__Exploration du matériel__:
[a] Répondez aux questions suivantes d'après l'article sur la coalition en Israël.
(i) Combien de sièges le parti de Benyamin Nétanyahou a-t-il obtenus lors des élections ?
(ii) De qui Yaïr Lapid a-t-il reçu le mandat de former un gouvernement ?
(iii) Combien de sièges confirmés la coalition comptait-elle lundi ?
[b] Écrivez la suite de l'article sur la coalition en Israël à partir de sa dernière phrase.

PHOTO DEBBIE HILL, AGENCE FRANCE-PRESSE

Le chef de l’opposition centriste à la Knesset, Yaïr Lapid

Cet ex-journaliste, qui dirige le parti de centre droit Yesh Atid, a accepté que M. Bennett agisse comme premier ministre dans un nouveau gouvernement avant de lui succéder au bout de deux ans, même si sa formation a remporté un nombre sensiblement plus élevé de sièges lors du dernier scrutin tenu début mars.

Le parti de Benyamin Nétanyahou avait remporté 30 sièges sur 120 lors des élections, les quatrièmes en deux ans en Israël, mais n’a pas réussi à recueillir les appuis requis pour atteindre la majorité.

M. Lapid a reçu début mai le mandat du président israélien Reuven Rivlin de former un gouvernement et a jusqu’à mercredi en toute fin de journée pour confirmer qu’il a réussi. Le cas échéant, un vote de confiance se tiendra normalement une semaine plus tard à la Knesset.

Nétanyahou pas prêt de jeter l’éponge

En politique israélienne, cette période d’une semaine représente « une éternité » et offre au premier ministre, note M. Shapira, le temps de faire pression sur des élus de droite pour tenter de les convaincre de renoncer à se joindre à la coalition en discussion.

PHOTO ARCHIVES REUTERS

Benyamin Nétanyahou

Il a donné le ton dimanche en déclarant que MM. Bennett et Lapid étaient en voie d’organiser la « fraude du siècle ». Le politicien a par ailleurs affirmé que le gouvernement projeté serait dangereux pour la sécurité nationale.

Des formations allant de la gauche à la droite du spectre politique, tant laïques que religieuses, ont annoncé leur soutien à la coalition, qui comptait lundi 57 sièges confirmés sur un total possible de 120. L’appui manquant pourrait venir d’une petite formation arabe.

__Matériel fourni__:
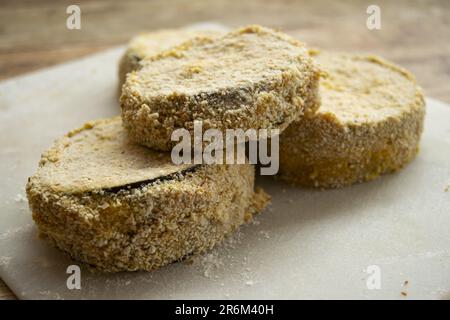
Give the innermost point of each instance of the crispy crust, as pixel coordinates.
(149, 225)
(250, 78)
(153, 43)
(369, 123)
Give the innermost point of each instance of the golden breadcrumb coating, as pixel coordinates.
(369, 123)
(250, 78)
(142, 221)
(152, 43)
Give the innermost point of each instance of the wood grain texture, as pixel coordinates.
(413, 33)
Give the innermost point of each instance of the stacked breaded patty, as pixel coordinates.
(153, 43)
(110, 195)
(250, 78)
(117, 206)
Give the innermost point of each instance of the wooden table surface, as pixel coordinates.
(414, 34)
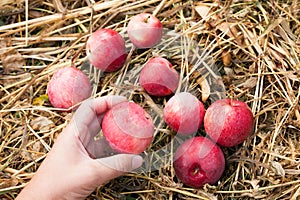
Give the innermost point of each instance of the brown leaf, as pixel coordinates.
(226, 58)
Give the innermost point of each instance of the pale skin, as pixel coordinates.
(75, 166)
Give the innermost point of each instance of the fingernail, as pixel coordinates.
(137, 161)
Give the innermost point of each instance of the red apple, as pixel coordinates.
(228, 122)
(106, 50)
(68, 87)
(184, 113)
(128, 128)
(198, 161)
(158, 77)
(144, 30)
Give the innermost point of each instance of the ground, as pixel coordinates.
(245, 50)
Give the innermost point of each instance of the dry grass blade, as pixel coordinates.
(247, 50)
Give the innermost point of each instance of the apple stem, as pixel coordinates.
(147, 19)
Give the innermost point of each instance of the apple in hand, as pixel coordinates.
(68, 87)
(106, 50)
(158, 77)
(128, 128)
(144, 30)
(184, 113)
(198, 161)
(228, 122)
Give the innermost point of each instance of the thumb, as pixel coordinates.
(117, 165)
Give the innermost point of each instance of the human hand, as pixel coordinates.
(75, 165)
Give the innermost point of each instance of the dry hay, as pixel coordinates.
(253, 46)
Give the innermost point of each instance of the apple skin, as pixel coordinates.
(68, 87)
(128, 128)
(158, 77)
(228, 122)
(198, 161)
(184, 113)
(106, 50)
(144, 30)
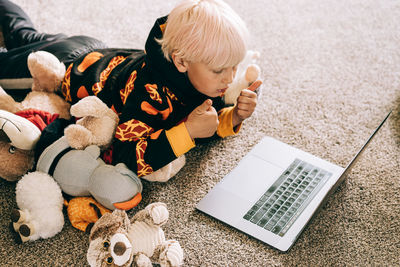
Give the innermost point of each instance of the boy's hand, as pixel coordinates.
(202, 121)
(246, 103)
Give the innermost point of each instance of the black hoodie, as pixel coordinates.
(151, 97)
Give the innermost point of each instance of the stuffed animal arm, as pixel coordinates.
(114, 239)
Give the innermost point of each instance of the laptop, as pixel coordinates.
(275, 190)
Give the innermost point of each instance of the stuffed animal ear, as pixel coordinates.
(22, 133)
(109, 223)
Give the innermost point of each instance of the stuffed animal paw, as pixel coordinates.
(166, 172)
(40, 204)
(116, 240)
(96, 125)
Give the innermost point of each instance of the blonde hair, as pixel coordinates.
(206, 31)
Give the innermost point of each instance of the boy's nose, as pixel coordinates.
(229, 75)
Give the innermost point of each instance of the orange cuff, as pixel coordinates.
(225, 127)
(180, 140)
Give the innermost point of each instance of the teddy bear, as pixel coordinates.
(116, 240)
(76, 173)
(42, 103)
(247, 72)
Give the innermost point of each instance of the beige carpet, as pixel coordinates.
(331, 70)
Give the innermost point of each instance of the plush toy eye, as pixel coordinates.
(109, 260)
(106, 244)
(12, 149)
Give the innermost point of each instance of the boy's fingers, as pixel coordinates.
(255, 85)
(204, 107)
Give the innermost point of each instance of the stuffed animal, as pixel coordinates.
(96, 125)
(40, 104)
(59, 162)
(117, 241)
(247, 73)
(77, 173)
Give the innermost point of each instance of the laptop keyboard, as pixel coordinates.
(280, 206)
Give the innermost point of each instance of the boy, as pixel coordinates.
(166, 96)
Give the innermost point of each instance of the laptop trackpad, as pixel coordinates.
(252, 177)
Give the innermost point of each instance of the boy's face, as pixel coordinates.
(208, 81)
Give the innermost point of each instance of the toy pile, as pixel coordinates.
(52, 150)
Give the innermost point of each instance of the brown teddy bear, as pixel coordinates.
(40, 106)
(117, 241)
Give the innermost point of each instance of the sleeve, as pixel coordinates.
(143, 140)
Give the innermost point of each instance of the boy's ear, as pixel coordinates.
(180, 63)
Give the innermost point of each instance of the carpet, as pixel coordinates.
(331, 71)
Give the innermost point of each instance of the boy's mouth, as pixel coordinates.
(222, 91)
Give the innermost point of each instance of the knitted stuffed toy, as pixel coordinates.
(117, 241)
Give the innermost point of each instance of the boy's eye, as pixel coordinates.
(218, 71)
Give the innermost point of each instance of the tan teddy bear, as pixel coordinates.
(117, 241)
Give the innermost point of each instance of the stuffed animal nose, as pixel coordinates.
(120, 249)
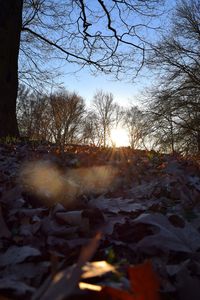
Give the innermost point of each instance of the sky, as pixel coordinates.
(124, 92)
(87, 85)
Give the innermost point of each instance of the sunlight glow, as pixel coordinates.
(119, 137)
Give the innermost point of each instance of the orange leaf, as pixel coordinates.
(109, 293)
(144, 281)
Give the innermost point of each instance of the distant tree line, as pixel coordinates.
(168, 121)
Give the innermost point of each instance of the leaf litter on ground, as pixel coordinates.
(145, 204)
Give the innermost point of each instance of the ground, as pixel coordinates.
(136, 213)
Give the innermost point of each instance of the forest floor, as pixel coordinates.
(98, 223)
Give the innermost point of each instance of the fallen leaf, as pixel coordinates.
(186, 239)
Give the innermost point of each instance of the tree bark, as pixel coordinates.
(10, 29)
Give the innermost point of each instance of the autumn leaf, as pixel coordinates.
(144, 285)
(144, 281)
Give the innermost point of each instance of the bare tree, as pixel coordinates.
(105, 108)
(107, 36)
(134, 122)
(176, 102)
(67, 111)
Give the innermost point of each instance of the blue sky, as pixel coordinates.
(124, 92)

__Corrigés des exercices__:
[a]
(i) 30 sièges sur 120.
(ii) Du président israélien Reuven Rivlin.
(iii) 57 sièges sur un total possible de 120.

[b]
Encore du travail à faire

M. Lapid a prévenu lundi qu’il restait encore « beaucoup d’obstacles » à franchir avant de finaliser les discussions, des tractations se poursuivant notamment sur la répartition des ministères.

Mme Hermann note que l’ex-journaliste a fait preuve d’un « excellent sens politique » jusqu’à maintenant et a montré un « sens du compromis surprenant » en acceptant que M. Bennett siège d’abord comme premier ministre dans un éventuel gouvernement.

PHOTO YONATAN SINDEL, AGENCE FRANCE-PRESSE

Le chef de la formation d’extrême droite Yamina, Naftali Bennett

Ce dernier n’aurait pas accepté de se rallier dans le cas contraire, relève M. Shapira, qui attribue par ailleurs le rapprochement des deux politiciens à leur méfiance partagée envers Benyamin Nétanyahou et à leur volonté d’empêcher la tenue d’un nouveau scrutin.

Renan Levine, analyste politique à l’Université de Toronto, estime que la dynamique actuelle est aussi alimentée par le fait que M. Nétanyahou est fragilisé par des ennuis judiciaires qui ont « encouragé » certains de ses alliés traditionnels à droite, dont M. Bennett, à passer aux actes pour le chasser du pouvoir et éventuellement chercher à asseoir leur propre influence.

À quoi ressemblerait un nouveau gouvernement ?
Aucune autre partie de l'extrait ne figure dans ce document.